--- Start STORED ROWS ---

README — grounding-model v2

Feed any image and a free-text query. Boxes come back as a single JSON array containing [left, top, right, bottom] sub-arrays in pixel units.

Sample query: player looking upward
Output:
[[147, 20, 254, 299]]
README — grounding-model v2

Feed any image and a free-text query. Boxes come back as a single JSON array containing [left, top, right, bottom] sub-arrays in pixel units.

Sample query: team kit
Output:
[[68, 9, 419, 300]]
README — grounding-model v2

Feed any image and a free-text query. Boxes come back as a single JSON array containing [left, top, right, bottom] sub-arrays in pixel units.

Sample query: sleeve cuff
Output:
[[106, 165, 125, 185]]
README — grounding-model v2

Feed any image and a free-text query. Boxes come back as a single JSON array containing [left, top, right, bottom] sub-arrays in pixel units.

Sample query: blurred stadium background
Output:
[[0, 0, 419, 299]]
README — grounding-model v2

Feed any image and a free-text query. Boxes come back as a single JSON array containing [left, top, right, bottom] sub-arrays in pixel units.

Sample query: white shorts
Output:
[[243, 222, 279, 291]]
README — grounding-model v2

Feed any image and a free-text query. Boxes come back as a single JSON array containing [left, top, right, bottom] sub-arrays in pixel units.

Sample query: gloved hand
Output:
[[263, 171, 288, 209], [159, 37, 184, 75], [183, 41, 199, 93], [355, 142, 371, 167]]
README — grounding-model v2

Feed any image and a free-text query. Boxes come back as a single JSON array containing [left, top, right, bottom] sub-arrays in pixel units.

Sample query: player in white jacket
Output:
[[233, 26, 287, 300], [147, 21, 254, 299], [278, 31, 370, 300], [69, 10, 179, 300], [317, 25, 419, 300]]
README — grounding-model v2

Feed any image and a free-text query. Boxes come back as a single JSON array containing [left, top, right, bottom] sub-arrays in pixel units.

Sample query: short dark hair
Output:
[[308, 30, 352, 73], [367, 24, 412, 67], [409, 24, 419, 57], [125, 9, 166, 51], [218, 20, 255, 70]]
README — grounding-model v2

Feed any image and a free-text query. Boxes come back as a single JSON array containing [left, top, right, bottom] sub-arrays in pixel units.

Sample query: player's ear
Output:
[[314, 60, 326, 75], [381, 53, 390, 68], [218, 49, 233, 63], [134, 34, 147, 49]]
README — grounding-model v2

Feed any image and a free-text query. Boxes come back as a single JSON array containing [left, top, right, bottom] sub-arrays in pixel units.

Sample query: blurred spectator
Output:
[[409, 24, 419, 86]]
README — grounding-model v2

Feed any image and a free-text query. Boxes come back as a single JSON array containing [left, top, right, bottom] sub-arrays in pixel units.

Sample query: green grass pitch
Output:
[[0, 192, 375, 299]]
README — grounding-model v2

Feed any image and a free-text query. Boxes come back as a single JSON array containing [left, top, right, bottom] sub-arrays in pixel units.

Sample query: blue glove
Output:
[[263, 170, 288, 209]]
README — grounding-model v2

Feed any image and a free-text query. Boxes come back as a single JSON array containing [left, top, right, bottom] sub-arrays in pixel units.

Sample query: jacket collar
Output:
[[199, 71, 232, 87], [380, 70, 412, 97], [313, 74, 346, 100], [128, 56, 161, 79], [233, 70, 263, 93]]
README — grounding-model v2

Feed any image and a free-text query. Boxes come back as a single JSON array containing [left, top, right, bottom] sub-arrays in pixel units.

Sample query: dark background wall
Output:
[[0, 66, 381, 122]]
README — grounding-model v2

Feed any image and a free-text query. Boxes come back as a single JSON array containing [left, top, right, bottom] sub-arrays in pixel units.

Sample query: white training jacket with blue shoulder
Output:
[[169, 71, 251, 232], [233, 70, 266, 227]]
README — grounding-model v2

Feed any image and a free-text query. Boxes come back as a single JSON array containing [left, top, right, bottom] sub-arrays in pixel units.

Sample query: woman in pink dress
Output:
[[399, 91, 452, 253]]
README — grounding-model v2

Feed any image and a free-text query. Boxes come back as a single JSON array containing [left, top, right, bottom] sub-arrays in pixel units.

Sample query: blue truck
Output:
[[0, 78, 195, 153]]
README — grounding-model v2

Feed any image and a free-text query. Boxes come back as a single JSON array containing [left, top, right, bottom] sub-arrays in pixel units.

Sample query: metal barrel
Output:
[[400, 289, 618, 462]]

--- End STORED ROWS ---

GOAL>
Copy all of the material above word for word.

THE OUTPUT>
README — grounding-model v2

Feed any image and a free-text query. Boxes come back as a single JSON array containing [left, top, right, bottom] sub-arrays in pixel units.

Sample query: player looking upward
Output:
[[147, 20, 254, 299]]
README — grounding-model v2

Feed any image and a free-text query. Boxes come back as a single JSON array containing [left, top, right, bottom] sub-arrays in pixel units.

Sample query: team kit
Output:
[[68, 9, 419, 300]]
README — grounding-model v2

Feed any image and a free-text query. Boxes come back as a single JSON array containing [left, top, right, bottom] sub-arrays in pixel units.

Sample query: sleeve cuff
Output:
[[106, 165, 125, 185]]
README — grounding-model v2

Feed any image and a free-text query. Boxes come back as a single JSON array containing [left, top, right, bottom] sub-arrays in pixel units.

Sample query: blurred stadium background
Output:
[[0, 0, 419, 299]]
README — grounding-model v2

Feed any image and a free-text query. Boxes come back as a single JSON array containing [left, top, right, bottom] sub-arrays in pixel units.

Sample query: white shorts
Output:
[[243, 222, 279, 291]]
README — grounding-model v2

Feed any image and a free-text query. Boxes come back as a single JSON array containing [left, top, right, bottom] sub-arrays in pixel units.

Sample query: gloved hand
Output:
[[263, 171, 288, 209], [159, 37, 184, 75], [183, 41, 199, 93], [355, 142, 371, 167]]
README — grounding-model v2

Feed any image and a free-text query. Boxes come back as a single JSON array containing [left, top, right, bottom] sub-arrays in pixel units.

Sample query: player in white jacket
Output:
[[233, 26, 287, 300], [147, 21, 254, 299], [278, 31, 370, 300], [69, 10, 179, 300], [317, 25, 419, 300]]
README — grounding-model v2

Feed any image and a free-text query. Boxes come back as a single JSON array containing [left, top, right, bottom] sub-arrays in pixel units.

Sample query: short dark hair
Output:
[[308, 30, 352, 73], [367, 24, 412, 67], [409, 24, 419, 57], [125, 9, 166, 51], [218, 20, 255, 70]]
README — grounding-model v2

Feed any image and a free-text query. Boxes come back as a single JSON array containing [left, top, right, bottom] sub-arrays in pixel units.

Sample query: player's ear
Output:
[[314, 60, 326, 75], [381, 53, 390, 68], [218, 49, 233, 63], [134, 34, 147, 49]]
README — grounding-model v2

Feed any image and a free-text query. Boxes come back as a single JSON array containing [left, top, right, bottom] sub-arrays in pixel units.

Sample query: blurred spectator
Output:
[[409, 24, 419, 86]]
README — grounding-model v2

Feed any image and a free-text query. Boxes come back as a single JSON array containing [left, top, right, bottom] sub-arrays in pixel units.

Sample query: green grass pitch
Output:
[[0, 192, 375, 299]]
README — grounding-model v2

Feed any image and a free-text query. Boxes come back as a single JSON array containing [left, top, right, bottom] sub-arrays in pixel units.

Sample query: blue glove
Output:
[[263, 170, 288, 209]]
README — grounding-model v2

Feed any image and a free-text query. Boxes come back as a single JSON array containing [left, top, right, bottom] sub-arrays in pixel units.

Sample query: jacket collar
Output:
[[199, 71, 232, 87], [380, 70, 412, 97], [313, 74, 346, 100], [128, 56, 161, 79], [233, 70, 263, 93]]
README — grounding-model v2

Feed any image and a free-text query. Boxes come back as a single JSON array containing [left, top, right, bottom] sub-arrays in pixel units.

Sample query: dark background wall
Output:
[[0, 66, 381, 122]]
README — grounding-model v2

Feed any image and a free-text query. Boxes come back as a single JSON array containing [left, top, right, bottom] sub-arrays in pixel units.

Sample query: white training jacket with blue shoulder
Output:
[[169, 71, 251, 232], [233, 70, 266, 227]]
README — grounding-model v2

Feed any image and a free-text query. Boxes come back as a single JSON array containing [left, top, right, bottom] sub-arrays in pixel units.

Sample query: woman in pink dress
Output:
[[399, 91, 452, 253]]
README — grounding-model v2

Feed any image and a free-text query. Boxes come back as a single JSON array containing [left, top, right, bottom] sub-arrays in pixel units.

Sample query: blue truck
Output:
[[0, 78, 195, 153]]
README — grounding-model v2

Feed any image and a free-text query. Boxes come back as a single JSON array containing [left, top, right, bottom] sub-arrays in pixel units.

Sample query: metal barrel
Output:
[[400, 289, 618, 462]]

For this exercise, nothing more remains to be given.